= Source document =

***

Re: Goodbye vs. Dia dhuit / Dia's Muire dhuit
You're comparing between two different cases though. Goodbye is a contraction and a relic from an earlier form of English (as well as an added o and obsolete ye). The same can't be said for Dia dhuit and dia is Muire dhuit as they both obviously show the unaltered words God and Mary in today's Irish. Personally, I would indeed find it surprising an Irish speaker or learner wouldn't discover their literal meanings very early on because the words are right in front of them. It would be like us being flabbergasted that the full phrase “God be with you” has a religious connotation. Yes, perhaps phrases/words do lose their impact but it's harder to deny or be ignorant of their roots if they are in their uncontracted and modern day forms.

***

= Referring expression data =

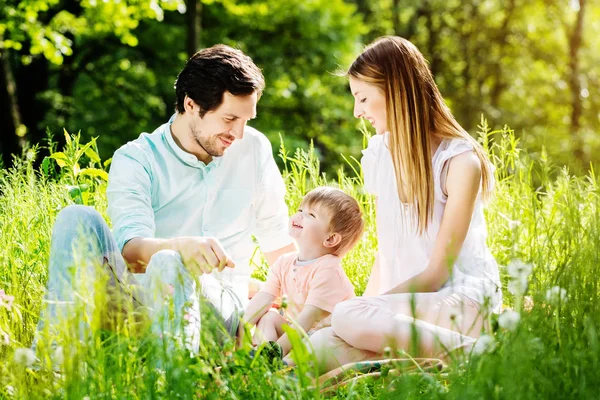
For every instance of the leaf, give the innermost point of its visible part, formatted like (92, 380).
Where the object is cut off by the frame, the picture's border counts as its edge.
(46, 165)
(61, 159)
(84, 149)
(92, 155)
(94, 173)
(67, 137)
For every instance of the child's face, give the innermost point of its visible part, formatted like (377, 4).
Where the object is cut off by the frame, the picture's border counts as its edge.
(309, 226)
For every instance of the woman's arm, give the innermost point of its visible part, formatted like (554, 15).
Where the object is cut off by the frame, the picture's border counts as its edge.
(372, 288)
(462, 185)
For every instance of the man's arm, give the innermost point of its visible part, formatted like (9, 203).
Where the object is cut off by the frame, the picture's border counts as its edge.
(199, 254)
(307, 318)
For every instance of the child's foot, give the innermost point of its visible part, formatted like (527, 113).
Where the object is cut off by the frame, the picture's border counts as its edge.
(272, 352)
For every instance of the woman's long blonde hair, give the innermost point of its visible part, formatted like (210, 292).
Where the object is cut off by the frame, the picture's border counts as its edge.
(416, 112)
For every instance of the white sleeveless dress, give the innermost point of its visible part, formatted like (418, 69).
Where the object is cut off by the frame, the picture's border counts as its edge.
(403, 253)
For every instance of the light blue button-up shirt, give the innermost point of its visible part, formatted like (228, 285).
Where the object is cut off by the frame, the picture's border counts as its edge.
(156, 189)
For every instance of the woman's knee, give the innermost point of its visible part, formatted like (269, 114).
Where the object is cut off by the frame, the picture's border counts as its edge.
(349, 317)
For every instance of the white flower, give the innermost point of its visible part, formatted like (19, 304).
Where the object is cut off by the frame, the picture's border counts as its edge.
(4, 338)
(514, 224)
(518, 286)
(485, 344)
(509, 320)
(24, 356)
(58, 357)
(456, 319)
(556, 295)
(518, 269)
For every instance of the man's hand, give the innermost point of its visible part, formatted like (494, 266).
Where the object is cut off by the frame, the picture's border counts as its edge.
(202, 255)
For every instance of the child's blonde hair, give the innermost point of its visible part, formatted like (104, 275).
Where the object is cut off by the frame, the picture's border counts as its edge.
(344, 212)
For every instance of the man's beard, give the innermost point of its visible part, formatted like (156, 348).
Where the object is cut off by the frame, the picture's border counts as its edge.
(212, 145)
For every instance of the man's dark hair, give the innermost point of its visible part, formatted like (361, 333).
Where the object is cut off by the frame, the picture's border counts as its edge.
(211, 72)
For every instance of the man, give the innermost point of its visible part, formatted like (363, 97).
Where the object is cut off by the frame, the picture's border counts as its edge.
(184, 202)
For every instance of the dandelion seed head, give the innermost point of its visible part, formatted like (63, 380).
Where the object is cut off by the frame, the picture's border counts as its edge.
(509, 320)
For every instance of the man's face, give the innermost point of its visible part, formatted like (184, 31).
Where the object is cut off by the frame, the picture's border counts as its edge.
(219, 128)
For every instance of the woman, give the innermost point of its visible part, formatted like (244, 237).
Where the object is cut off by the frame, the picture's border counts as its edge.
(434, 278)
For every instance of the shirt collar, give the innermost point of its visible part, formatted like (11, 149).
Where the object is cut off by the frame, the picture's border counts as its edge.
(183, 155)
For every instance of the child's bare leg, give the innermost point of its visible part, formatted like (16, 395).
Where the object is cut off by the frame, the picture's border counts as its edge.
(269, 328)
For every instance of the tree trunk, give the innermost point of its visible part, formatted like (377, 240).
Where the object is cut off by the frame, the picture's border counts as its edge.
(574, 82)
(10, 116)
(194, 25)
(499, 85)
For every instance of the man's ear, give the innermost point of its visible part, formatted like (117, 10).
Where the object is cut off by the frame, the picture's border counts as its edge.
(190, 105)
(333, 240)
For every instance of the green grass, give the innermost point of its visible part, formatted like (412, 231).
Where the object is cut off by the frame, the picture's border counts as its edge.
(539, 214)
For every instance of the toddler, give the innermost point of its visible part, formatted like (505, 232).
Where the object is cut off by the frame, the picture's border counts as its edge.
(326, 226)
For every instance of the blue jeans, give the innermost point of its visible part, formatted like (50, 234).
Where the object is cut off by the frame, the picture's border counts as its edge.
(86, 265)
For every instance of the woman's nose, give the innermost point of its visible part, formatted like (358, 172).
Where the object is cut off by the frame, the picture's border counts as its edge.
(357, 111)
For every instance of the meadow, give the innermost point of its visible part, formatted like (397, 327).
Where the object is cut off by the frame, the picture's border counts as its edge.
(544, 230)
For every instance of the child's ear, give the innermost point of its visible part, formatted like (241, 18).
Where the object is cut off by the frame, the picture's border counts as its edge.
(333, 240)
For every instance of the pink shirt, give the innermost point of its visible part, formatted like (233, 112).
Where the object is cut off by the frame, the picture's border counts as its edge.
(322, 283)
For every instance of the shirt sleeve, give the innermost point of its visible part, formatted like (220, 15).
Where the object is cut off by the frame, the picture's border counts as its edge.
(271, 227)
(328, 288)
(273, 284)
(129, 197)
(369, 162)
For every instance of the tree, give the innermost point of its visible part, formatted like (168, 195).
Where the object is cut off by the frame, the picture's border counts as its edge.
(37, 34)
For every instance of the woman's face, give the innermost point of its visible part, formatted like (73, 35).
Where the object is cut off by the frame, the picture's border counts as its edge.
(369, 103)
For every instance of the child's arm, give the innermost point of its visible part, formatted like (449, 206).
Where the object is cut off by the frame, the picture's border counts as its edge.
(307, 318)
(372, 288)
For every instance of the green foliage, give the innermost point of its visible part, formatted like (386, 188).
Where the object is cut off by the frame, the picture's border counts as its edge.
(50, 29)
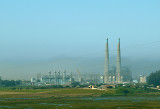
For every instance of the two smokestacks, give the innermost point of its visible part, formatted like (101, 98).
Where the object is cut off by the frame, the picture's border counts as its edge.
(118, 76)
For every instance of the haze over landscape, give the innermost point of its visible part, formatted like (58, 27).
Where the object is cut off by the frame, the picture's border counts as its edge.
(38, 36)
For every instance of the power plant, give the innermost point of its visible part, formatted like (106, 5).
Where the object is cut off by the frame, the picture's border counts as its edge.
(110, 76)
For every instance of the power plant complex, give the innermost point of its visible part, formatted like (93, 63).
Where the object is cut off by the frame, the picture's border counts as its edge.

***

= Assigned task 1 =
In the post comparing "Goodbye" with "Dia dhuit," which two words do the Irish greetings show unaltered in today's Irish?
= Assigned task 2 =
Output the part of the post comparing "Goodbye" with "Dia dhuit" starting with "Re: Goodbye vs." and going on through "modern day forms.".

= Response area 1 =
God and Mary

= Response area 2 =
Re: Goodbye vs. Dia dhuit / Dia's Muire dhuit
You're comparing between two different cases though. Goodbye is a contraction and a relic from an earlier form of English (as well as an added o and obsolete ye). The same can't be said for Dia dhuit and dia is Muire dhuit as they both obviously show the unaltered words God and Mary in today's Irish. Personally, I would indeed find it surprising an Irish speaker or learner wouldn't discover their literal meanings very early on because the words are right in front of them. It would be like us being flabbergasted that the full phrase “God be with you” has a religious connotation. Yes, perhaps phrases/words do lose their impact but it's harder to deny or be ignorant of their roots if they are in their uncontracted and modern day forms.